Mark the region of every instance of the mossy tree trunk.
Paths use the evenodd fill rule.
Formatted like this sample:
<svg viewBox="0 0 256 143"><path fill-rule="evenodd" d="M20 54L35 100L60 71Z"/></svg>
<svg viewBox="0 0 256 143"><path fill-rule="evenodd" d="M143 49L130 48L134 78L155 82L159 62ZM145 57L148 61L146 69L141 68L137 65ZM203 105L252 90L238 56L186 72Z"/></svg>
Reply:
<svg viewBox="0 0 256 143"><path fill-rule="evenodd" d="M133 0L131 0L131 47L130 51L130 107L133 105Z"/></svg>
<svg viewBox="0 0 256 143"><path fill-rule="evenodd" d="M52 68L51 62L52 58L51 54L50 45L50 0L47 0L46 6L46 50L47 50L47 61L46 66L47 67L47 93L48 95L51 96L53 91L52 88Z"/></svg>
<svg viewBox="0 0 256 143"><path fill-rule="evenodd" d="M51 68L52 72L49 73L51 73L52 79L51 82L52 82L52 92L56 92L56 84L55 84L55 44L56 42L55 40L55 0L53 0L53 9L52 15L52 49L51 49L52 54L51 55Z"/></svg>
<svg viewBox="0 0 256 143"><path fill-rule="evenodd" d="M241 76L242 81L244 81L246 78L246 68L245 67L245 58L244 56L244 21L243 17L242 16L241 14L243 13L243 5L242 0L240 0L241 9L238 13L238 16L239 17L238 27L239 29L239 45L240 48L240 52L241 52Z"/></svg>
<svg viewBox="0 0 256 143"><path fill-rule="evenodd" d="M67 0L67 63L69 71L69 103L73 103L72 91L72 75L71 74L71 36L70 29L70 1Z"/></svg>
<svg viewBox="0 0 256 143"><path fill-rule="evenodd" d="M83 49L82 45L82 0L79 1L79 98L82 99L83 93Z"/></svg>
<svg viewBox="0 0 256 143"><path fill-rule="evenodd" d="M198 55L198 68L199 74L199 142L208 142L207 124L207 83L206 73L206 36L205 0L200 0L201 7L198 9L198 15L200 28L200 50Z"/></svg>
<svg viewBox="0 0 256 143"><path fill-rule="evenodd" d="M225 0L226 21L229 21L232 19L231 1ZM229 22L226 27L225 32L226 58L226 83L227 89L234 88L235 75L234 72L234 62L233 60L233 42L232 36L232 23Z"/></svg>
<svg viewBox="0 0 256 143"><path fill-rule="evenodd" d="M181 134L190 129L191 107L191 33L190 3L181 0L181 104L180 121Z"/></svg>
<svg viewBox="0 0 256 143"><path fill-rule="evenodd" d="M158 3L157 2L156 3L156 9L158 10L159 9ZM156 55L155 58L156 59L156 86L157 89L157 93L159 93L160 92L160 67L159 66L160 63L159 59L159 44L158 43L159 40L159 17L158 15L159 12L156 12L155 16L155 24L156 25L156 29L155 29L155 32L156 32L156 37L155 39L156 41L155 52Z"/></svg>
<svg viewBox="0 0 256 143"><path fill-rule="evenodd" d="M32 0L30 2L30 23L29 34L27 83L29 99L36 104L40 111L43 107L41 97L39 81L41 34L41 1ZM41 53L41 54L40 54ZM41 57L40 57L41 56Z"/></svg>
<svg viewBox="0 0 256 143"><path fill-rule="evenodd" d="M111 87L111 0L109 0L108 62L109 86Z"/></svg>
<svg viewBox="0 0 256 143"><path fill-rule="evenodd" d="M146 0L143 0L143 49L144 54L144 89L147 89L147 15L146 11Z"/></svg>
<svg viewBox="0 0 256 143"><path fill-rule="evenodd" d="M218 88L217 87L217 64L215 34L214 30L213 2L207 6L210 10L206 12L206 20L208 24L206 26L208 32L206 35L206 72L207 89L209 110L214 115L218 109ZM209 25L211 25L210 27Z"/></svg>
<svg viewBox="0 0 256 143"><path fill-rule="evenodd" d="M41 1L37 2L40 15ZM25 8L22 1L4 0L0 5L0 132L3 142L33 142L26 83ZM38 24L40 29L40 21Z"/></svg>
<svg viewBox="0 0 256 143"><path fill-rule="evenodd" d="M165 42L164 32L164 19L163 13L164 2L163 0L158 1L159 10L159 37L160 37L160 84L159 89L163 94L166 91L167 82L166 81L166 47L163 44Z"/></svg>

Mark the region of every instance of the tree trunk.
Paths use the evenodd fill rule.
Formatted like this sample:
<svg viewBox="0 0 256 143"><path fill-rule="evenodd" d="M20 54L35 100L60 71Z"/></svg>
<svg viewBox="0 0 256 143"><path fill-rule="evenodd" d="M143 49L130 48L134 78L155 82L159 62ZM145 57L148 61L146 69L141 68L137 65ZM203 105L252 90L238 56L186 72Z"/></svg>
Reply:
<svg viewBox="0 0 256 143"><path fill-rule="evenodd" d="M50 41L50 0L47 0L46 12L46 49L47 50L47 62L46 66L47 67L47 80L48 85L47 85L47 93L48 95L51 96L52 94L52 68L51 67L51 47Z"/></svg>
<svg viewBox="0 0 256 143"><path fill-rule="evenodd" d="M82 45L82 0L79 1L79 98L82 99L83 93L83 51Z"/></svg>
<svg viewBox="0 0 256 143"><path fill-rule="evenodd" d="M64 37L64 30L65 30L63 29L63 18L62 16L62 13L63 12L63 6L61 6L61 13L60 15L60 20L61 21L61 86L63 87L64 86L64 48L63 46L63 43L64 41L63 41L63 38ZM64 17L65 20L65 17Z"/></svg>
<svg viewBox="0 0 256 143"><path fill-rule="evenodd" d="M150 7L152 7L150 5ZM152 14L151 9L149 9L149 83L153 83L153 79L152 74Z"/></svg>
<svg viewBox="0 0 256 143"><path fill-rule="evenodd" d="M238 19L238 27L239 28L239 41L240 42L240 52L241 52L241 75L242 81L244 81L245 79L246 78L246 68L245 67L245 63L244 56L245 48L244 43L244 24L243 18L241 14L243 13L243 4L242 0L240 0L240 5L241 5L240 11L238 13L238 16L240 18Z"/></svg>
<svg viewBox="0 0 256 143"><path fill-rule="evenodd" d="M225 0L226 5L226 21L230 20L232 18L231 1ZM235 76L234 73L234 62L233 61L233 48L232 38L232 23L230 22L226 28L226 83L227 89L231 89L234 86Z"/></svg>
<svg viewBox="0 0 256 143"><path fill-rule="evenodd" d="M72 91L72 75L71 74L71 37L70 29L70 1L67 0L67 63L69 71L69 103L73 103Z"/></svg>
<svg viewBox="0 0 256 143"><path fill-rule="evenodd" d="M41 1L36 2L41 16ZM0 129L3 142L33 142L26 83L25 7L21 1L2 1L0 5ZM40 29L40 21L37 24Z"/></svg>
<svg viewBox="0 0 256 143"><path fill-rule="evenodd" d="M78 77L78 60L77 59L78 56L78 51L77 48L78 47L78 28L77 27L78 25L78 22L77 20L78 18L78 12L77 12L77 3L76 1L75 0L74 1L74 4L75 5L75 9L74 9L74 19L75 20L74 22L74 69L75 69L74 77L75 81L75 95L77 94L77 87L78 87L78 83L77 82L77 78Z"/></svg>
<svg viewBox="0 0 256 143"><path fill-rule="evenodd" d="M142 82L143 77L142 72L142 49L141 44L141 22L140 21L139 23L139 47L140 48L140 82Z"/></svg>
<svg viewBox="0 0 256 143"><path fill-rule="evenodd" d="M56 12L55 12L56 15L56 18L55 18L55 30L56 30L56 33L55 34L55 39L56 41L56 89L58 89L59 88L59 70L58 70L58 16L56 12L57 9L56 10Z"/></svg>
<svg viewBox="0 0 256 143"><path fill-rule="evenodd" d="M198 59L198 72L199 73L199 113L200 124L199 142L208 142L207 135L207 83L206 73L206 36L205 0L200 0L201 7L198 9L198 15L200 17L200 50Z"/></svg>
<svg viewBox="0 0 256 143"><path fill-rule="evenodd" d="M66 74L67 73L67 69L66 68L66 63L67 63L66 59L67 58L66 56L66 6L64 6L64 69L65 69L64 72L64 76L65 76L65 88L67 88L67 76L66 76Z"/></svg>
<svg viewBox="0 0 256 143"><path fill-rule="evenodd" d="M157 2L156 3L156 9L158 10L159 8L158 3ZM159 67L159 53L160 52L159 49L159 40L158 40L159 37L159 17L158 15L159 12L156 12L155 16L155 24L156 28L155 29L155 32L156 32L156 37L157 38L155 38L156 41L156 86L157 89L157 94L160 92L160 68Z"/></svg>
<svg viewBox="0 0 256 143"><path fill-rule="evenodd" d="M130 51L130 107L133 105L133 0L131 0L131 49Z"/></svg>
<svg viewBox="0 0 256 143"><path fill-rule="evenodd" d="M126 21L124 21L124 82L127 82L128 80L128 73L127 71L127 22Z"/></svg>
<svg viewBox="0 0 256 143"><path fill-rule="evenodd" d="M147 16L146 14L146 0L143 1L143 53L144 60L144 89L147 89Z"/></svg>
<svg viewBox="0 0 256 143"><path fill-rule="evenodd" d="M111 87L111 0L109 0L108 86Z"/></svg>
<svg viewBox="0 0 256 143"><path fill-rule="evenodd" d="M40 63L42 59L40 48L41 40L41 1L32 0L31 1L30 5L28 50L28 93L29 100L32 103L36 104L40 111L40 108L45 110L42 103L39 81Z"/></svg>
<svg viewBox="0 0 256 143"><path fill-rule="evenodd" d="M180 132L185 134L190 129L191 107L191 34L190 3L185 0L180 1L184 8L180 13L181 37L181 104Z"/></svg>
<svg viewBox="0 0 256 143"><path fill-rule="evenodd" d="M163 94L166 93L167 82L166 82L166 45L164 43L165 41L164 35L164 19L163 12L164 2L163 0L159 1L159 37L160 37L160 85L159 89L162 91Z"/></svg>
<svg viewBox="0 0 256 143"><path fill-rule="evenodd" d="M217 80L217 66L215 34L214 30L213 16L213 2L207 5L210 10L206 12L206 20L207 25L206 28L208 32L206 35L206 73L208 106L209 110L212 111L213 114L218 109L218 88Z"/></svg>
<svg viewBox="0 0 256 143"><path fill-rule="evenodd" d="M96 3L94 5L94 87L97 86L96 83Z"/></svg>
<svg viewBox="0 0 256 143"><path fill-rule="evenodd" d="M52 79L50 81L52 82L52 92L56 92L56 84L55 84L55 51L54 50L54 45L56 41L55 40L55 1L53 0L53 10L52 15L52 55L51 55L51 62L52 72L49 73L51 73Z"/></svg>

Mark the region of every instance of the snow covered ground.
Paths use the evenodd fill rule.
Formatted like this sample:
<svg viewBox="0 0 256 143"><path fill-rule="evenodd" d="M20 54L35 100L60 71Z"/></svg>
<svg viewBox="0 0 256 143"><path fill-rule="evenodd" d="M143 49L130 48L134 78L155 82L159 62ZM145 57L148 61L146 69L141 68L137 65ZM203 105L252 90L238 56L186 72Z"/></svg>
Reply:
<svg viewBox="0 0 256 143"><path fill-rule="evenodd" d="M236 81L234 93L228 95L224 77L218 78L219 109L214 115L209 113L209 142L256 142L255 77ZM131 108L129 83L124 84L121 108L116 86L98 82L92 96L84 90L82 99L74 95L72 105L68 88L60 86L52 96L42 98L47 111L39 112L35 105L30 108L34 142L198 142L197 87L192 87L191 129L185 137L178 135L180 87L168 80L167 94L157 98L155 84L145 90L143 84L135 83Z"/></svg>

§ INSTRUCTION
Reproduce the lines of the material starting at the line containing "Mark the region of every instance of the tree" and ending at the line containing "41L50 0L47 0L46", with "tree trunk" replaced by "bare trunk" and nothing else altered. Give only those lines.

§ RESPONSE BELOW
Mark the region of every instance of the bare trunk.
Paths use the evenodd fill rule.
Formatted like this sample:
<svg viewBox="0 0 256 143"><path fill-rule="evenodd" d="M20 54L35 100L60 71Z"/></svg>
<svg viewBox="0 0 256 143"><path fill-rule="evenodd" d="M143 49L130 48L134 78L155 82L159 62ZM145 57L148 61L146 69L141 68L137 65ZM203 105L252 90L238 56L186 72Z"/></svg>
Reply:
<svg viewBox="0 0 256 143"><path fill-rule="evenodd" d="M50 41L50 0L47 0L46 12L46 49L47 50L47 62L46 66L47 67L47 80L48 85L47 85L47 93L48 95L51 96L52 94L52 68L51 67L51 47Z"/></svg>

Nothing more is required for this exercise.